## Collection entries

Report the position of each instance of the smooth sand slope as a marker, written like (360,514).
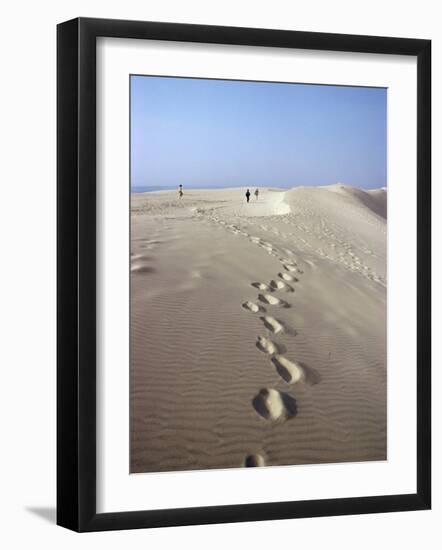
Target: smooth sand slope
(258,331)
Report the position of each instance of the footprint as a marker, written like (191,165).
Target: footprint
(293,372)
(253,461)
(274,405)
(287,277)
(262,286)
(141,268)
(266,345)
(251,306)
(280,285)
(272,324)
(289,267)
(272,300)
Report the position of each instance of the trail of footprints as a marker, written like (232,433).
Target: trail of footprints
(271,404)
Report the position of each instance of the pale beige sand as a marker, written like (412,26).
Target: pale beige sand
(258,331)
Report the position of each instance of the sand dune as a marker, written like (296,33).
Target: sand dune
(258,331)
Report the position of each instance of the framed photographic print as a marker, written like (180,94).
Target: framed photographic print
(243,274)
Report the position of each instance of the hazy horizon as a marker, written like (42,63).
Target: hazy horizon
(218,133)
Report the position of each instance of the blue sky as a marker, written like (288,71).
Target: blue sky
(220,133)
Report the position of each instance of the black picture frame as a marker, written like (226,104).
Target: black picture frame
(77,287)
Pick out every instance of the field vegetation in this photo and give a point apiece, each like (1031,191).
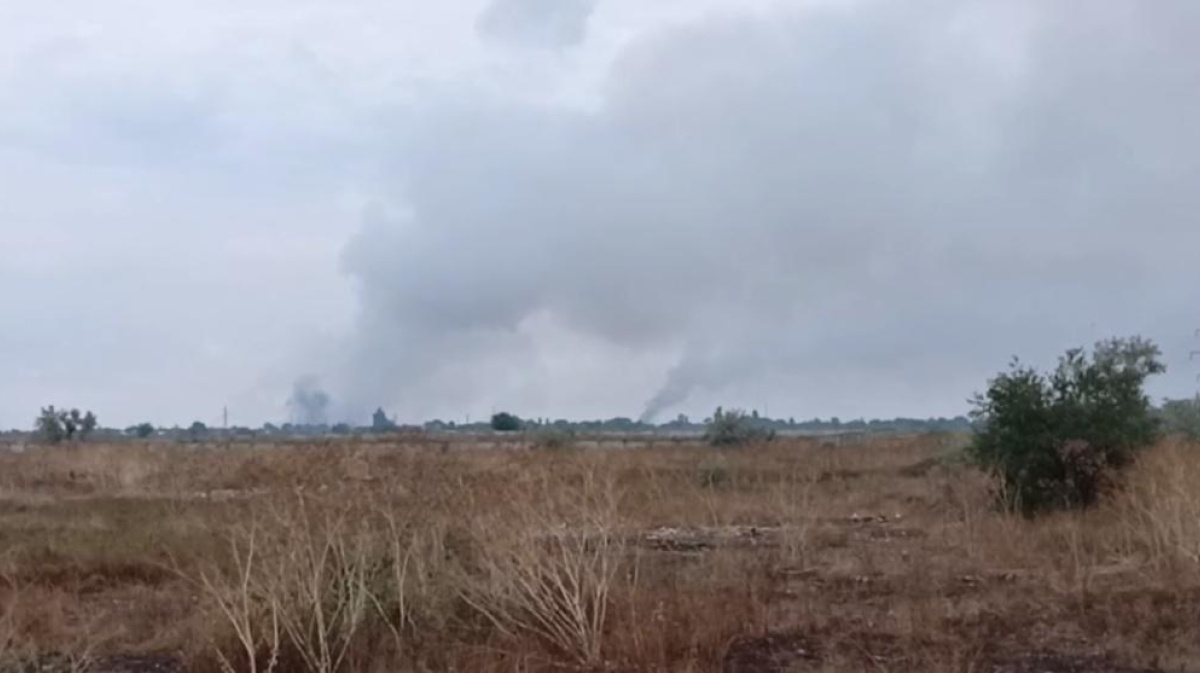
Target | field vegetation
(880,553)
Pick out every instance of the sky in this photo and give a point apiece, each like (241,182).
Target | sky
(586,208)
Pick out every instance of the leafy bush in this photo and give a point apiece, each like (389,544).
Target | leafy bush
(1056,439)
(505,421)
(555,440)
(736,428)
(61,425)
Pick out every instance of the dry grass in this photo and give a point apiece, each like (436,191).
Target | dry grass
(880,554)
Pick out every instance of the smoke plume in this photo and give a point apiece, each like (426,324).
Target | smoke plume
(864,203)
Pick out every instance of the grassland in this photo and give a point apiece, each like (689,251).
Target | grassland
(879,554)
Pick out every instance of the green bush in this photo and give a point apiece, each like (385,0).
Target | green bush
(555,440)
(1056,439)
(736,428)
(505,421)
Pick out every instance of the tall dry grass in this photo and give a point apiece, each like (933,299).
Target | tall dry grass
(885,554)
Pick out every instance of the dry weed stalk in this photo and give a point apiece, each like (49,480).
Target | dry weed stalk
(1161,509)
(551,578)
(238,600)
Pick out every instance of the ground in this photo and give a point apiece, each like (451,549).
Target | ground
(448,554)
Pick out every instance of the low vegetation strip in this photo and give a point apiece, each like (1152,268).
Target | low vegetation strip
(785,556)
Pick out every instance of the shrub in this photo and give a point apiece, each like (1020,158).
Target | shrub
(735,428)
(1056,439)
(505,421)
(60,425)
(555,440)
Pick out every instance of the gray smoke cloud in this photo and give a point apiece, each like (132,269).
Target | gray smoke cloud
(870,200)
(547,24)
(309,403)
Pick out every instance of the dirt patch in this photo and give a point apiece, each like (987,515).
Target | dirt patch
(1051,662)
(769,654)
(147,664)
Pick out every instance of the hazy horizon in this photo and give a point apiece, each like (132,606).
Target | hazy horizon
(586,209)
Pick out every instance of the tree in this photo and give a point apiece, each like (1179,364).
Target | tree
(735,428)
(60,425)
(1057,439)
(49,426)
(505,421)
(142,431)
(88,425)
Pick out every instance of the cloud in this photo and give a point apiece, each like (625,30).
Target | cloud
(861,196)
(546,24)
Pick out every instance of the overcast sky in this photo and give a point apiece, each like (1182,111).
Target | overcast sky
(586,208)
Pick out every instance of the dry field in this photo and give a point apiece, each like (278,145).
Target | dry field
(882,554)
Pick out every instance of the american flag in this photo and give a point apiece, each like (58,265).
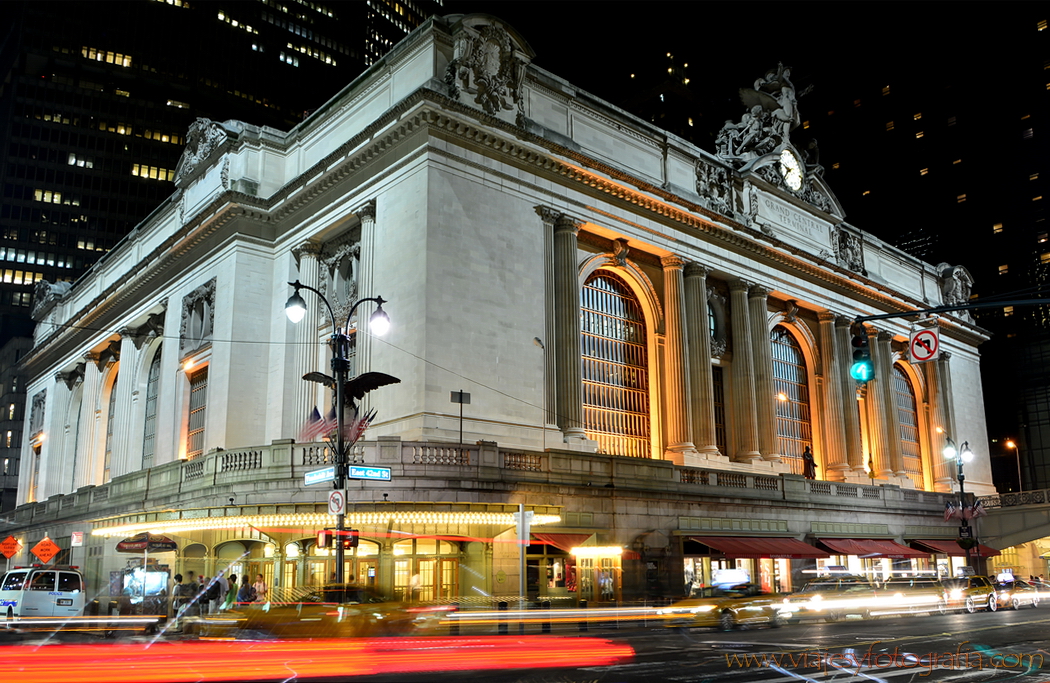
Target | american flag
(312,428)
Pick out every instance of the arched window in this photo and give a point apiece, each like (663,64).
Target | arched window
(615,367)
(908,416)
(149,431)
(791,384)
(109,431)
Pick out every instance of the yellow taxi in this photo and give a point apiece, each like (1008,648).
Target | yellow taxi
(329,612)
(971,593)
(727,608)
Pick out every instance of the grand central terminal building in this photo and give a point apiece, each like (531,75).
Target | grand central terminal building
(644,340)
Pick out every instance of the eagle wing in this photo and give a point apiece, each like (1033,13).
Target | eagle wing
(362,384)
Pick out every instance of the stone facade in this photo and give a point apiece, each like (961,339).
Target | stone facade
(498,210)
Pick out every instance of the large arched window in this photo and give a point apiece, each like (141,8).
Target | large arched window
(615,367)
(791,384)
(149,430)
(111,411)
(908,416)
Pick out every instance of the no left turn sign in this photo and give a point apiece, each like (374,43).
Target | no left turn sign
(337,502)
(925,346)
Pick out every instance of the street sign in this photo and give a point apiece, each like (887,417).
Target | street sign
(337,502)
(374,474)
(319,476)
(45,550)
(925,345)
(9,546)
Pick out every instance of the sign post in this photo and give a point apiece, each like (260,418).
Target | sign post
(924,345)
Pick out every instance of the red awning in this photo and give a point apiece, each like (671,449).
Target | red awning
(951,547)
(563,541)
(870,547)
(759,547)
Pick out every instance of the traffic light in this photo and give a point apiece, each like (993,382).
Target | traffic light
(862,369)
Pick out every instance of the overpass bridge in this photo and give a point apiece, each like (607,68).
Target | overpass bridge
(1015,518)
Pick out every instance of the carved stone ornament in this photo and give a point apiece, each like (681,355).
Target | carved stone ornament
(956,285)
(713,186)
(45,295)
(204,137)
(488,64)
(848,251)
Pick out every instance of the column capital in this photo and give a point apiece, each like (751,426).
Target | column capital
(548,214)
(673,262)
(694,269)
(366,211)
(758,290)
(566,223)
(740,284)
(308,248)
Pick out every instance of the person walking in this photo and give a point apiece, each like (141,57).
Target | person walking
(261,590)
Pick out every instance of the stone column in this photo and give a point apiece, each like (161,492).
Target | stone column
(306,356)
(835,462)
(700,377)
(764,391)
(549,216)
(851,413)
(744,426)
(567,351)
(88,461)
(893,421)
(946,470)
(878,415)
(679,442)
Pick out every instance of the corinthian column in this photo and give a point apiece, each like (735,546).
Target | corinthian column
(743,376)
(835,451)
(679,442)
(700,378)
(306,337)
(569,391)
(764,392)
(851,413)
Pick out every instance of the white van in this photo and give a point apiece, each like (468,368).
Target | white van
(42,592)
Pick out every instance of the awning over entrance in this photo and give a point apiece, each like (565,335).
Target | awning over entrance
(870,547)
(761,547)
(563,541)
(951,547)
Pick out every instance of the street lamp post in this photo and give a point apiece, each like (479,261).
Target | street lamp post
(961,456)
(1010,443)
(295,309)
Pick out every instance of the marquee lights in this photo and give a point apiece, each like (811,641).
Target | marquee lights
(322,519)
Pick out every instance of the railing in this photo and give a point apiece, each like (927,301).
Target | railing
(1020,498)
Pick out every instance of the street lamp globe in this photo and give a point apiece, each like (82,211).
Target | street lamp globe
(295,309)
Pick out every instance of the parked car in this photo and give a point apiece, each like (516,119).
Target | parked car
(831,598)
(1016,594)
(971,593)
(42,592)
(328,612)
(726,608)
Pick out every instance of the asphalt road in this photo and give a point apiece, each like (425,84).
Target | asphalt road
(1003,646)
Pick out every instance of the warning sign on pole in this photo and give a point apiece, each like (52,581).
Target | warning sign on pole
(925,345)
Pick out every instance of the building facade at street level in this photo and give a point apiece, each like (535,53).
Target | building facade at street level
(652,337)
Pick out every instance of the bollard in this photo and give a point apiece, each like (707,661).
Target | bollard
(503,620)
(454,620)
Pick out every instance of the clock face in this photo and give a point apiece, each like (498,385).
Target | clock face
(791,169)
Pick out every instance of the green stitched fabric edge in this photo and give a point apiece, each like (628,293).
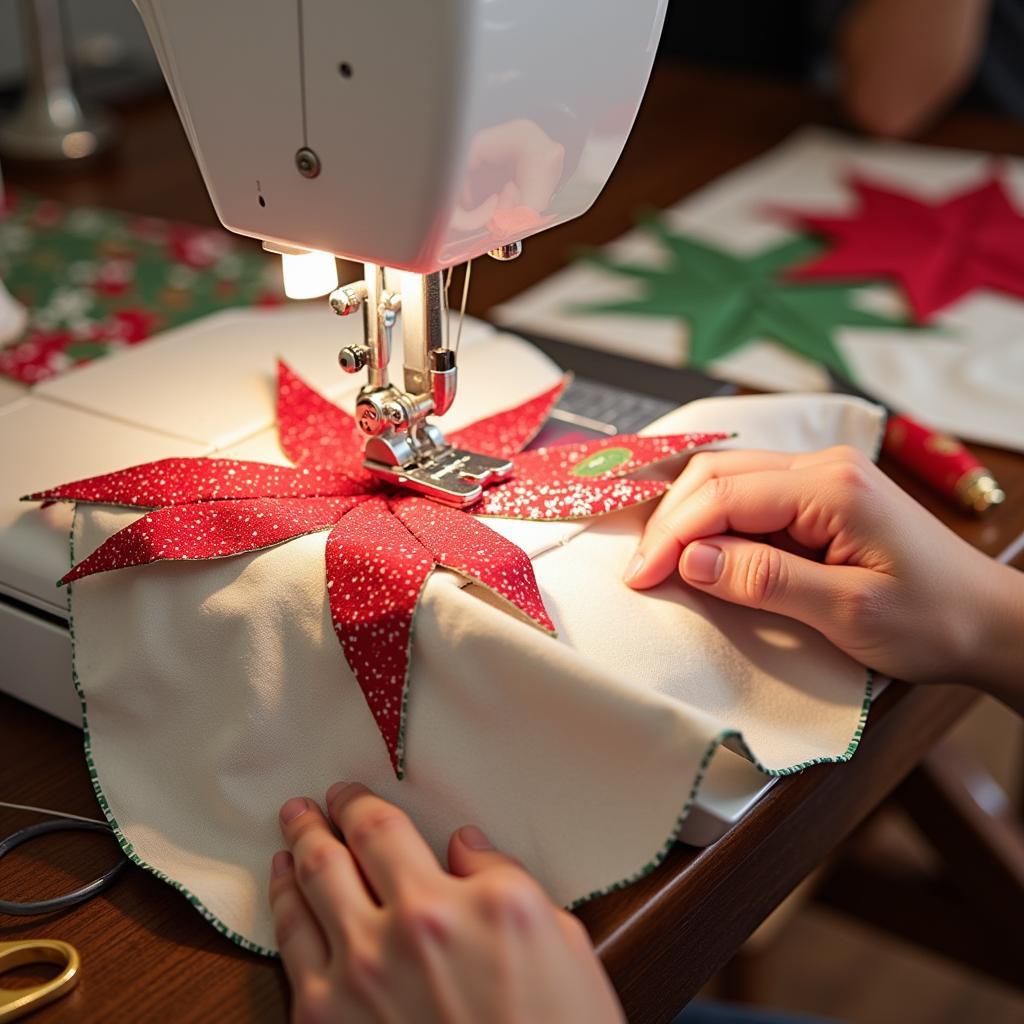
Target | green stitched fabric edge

## What you have to do
Return the entries unchanged, save for the pictures, which do not belong in the copy.

## Solution
Report the position of each instance of the smooth sand slope as a marker, written like (360,514).
Target: smooth sand slope
(258,331)
Report the position of each instance of the footprint as a marker, written like (191,165).
Target: footprint
(293,372)
(253,461)
(274,405)
(287,277)
(262,286)
(141,268)
(266,345)
(251,306)
(280,285)
(272,324)
(289,267)
(272,300)
Report the position of each instance of the trail of footprints as a marker, written like (232,433).
Target: trail of footprints
(271,404)
Report the position of each instance of the pale beige sand as a marker, written like (412,26).
Target: pale beige sand
(258,331)
Report the position of each instance of the sand dune as a marker, written like (296,33).
Target: sand dune
(258,331)
Report the position of each instance of the framed photographic print as a marker, written like (180,94).
Target: framed photographic print
(243,274)
Report the position of each instance of the hazy horizon as a marker, written like (42,63).
Target: hazy horizon
(218,133)
Report the position of each instance of the blue sky as a marker, written like (288,71).
Target: blue sky
(220,133)
Report the position of each instance of the black picture frame as a marker, written like (226,104).
Target: black picture frame
(77,287)
Pick out every instance of the field vegetation in this photo and give a point apiece, each like (1031,191).
Target | field vegetation
(880,553)
Pick out every instance of the sky in this photo and give a point apiece, each like (241,182).
Target | sky
(586,208)
Pick out every instance of the leafy bush in this photo and give a point apiece, each like (389,544).
Target | leafy bush
(1056,439)
(505,421)
(555,440)
(736,428)
(61,425)
Pick out every instance of the dry grass in this photo and give a point apiece, each like (436,191).
Target | dry grass
(880,554)
Pick out every instance of the smoke plume in this photo and give a point apiece, each like (426,324).
Target | smoke plume
(864,203)
Pick out every instance of the grassland in this photo and give a point apiece, each like (689,251).
Target | grassland
(879,554)
Pick out every instance of the green bush in this photo and give a point apiece, each like (385,0).
Target | green bush
(555,440)
(1056,439)
(736,428)
(505,421)
Pick out every instance of the tall dry grass in this photo and give a point apiece, each like (933,299).
Target | tall dry grass
(885,554)
Pick out every instance of the dry weed stalk in this photo and give a point apiece, each like (49,480).
Target | dry weed stalk
(1161,509)
(551,578)
(238,600)
Pick out every instance of the ground in this photo and give a point apiece, each like (451,549).
Target | ground
(448,554)
Pick out every instance of the low vegetation strip in this photo and give a point apiece, each like (1152,268).
Target | low vegetation strip
(785,556)
Pick out every instance of the shrub in this photo and give a point apiece, each like (1020,158).
Target | shrub
(735,428)
(1056,439)
(505,421)
(60,425)
(555,440)
Pick out every instance of the gray smoke cloud in this photo and give a point apiece, each like (132,269).
Target | gray smoke cloud
(870,200)
(547,24)
(309,403)
Pick out every instance of the dirt patch in this photo and give a point apiece, each like (987,515).
Target | dirt patch
(1051,662)
(769,654)
(147,664)
Pick out every instance of the hazy horizon in this photo and give a point apiece, each like (132,606).
Target | hazy horizon
(586,209)
Pick out every instance of the tree in this photo and give a point apiece, each like (1179,364).
Target | tree
(735,428)
(60,425)
(1057,439)
(49,426)
(505,421)
(142,431)
(88,425)
Pick out every instance of the cloud in this photo and give a point apiece, each like (625,30).
Target | cloud
(861,196)
(546,24)
Pick out every instance of the overcast sky in this photo and give a point apiece, each like (1182,111).
Target | overcast sky
(586,208)
Pick out every instance of the dry field in this photo and give a point apiece, each like (278,145).
Target | dry field
(882,554)
Pick out every instance of the american flag in this photo and give a point apiece, each like (58,265).
Target | american flag
(312,428)
Pick out every instance of the arched window in this photo and give a point apiece, each like (663,64).
Target | arched window
(615,367)
(908,416)
(149,431)
(791,384)
(109,431)
Pick out every instance of the yellow taxi in this photo and give a point apiece, each like (1008,648).
Target | yellow taxi
(329,612)
(971,593)
(727,608)
Pick out every instance of the grand central terminal building in this photo and give a point apiece, each like (531,75).
Target | grand central terminal building
(644,340)
Pick out every instance of the eagle wing in this photo and give a point apiece, each like (1033,13).
Target | eagle wing
(362,384)
Pick out every instance of the stone facade in this photo and give a point apiece, each like (961,339).
Target | stone facade
(498,210)
Pick out every instance of the large arched window in this photo and give a point apiece, each like (141,8).
Target | large arched window
(615,367)
(791,384)
(149,430)
(111,411)
(908,416)
Pick out every instance of the no left turn sign in this photo and give a point apiece, each like (374,43).
Target | no left turn sign
(337,502)
(925,346)
Pick out every instance of the street sign in this photo and give a point apiece, each like (887,417).
Target | street sign
(337,502)
(374,474)
(319,476)
(45,550)
(925,345)
(9,546)
Pick out every instance of the sign post in this photo and give a point apiece, each like (260,418).
Target | sign post
(924,345)
Pick out every instance of the red awning in this photo and give a point apiece, each like (671,449).
Target | red awning
(951,547)
(563,541)
(870,547)
(759,547)
Pick out every instance of the traffic light in this photo and give a point apiece, each like (993,382).
Target | traffic light
(862,369)
Pick out every instance of the overpass bridge in this photo and give a point apiece, each like (607,68).
Target | overpass bridge
(1015,518)
Pick out every instance of the carved stone ornament in this photo and give a point apiece, each like (681,355).
Target | carved stone ornament
(956,285)
(713,186)
(45,295)
(204,137)
(488,64)
(848,251)
Pick out every instance of the column capital in this photo and give a point apiece, each like (751,426).
Target | column capital
(548,214)
(673,262)
(694,269)
(366,211)
(758,290)
(566,223)
(740,284)
(308,248)
Pick out every instance of the person walking in this photo and give a point apiece, each like (141,57).
Target | person walking
(261,590)
Pick out every instance of the stone column in this photo and give a point apiece, each like (161,492).
Target | stone column
(306,356)
(835,462)
(700,377)
(764,391)
(549,216)
(851,413)
(744,426)
(567,351)
(88,461)
(893,421)
(946,470)
(878,415)
(679,442)
Pick out every instance of the corinthian column in this photo and give a point apiece, each like (735,546).
Target | corinthian column
(743,376)
(835,451)
(679,442)
(700,378)
(306,337)
(569,391)
(764,392)
(851,413)
Pick out every instance of the white van in this photo and give a point apiece, each like (468,368).
Target | white van
(42,592)
Pick out every instance of the awning over entrance in this photo and give a point apiece, each like (565,335).
Target | awning over entrance
(870,547)
(761,547)
(563,541)
(951,547)
Pick out every instance of the street lamp post in this photo and give a point apiece, each like (479,261).
Target | street lamp post
(961,456)
(1010,443)
(295,309)
Pick out every instance of the marquee lights in this photo and give a point apiece, each like (811,641).
Target | marquee lights
(322,519)
Pick out every instance of the railing in this photo and give a point apiece, each like (927,301).
Target | railing
(1020,498)
Pick out every instance of the street lamp globe in this photo and give a point apiece, each like (82,211).
Target | street lamp globe
(295,309)
Pick out every instance of the parked car in this photo and give a point apiece, each like (516,119).
Target | parked car
(831,598)
(1016,594)
(971,593)
(42,592)
(328,612)
(726,608)
Pick out every instance of the asphalt road in this photo and give a point apiece, each like (425,84).
Target | asphalt road
(1003,646)
Pick out every instance of the warning sign on pole in this photo and give a point apiece, each like (52,581).
Target | warning sign on pole
(925,345)
Pick out every instance of the building facade at street level in this photo and give a point apiece, each like (535,53).
Target | building facade at street level
(652,337)
Pick out every instance of the bollard in this photo and give a point apiece, each like (707,661).
Target | bollard
(503,620)
(454,620)
Pick out every instance of the clock face in this photo and give a point apiece, each like (498,385).
Target | clock face
(791,169)
Pick out every instance of the green stitched fabric edge in this photo and give a point apiece, each like (628,293).
Target | green stitched fabric edge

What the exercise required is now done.